The request
Present the stretch from the start of the records through the line containing "point(157, 392)" as a JSON list of strings, with one string per line and any blank lines left out.

Pointing and labeling records:
........
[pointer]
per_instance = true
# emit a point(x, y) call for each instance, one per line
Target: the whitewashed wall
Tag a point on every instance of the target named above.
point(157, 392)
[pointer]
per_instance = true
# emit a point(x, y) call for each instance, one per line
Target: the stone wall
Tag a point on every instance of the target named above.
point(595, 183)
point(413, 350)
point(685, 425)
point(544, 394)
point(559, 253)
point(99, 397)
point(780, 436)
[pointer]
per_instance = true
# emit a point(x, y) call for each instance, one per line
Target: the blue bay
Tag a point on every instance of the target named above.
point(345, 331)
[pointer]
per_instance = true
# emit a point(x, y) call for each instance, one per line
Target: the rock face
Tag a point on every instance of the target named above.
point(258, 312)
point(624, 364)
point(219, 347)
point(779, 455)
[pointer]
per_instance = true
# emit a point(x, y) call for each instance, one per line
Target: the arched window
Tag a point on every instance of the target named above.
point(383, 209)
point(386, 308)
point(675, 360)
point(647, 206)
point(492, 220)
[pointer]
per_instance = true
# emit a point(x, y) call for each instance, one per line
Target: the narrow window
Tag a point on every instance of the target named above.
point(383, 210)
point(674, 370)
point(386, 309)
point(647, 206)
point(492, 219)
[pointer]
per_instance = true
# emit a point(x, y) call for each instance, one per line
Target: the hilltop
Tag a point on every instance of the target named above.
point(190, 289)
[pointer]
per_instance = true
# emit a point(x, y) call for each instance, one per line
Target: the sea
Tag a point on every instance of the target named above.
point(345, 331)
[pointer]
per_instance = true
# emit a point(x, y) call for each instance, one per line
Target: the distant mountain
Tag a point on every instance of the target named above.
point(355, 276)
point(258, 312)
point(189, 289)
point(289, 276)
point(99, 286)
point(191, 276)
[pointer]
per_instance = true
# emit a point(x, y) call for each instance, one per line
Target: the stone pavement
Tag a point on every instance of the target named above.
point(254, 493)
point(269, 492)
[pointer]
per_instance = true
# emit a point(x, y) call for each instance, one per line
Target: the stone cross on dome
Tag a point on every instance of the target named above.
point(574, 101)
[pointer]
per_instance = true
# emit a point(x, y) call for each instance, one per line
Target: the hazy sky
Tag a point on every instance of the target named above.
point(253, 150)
........
The completed task
[
  "[pointer]",
  "per_instance = true",
  "# emit a point(x, y) call for each instance, one per line",
  "Target: the whitewashed wall",
  "Tag a point on every instance of the target named above.",
  "point(157, 392)"
]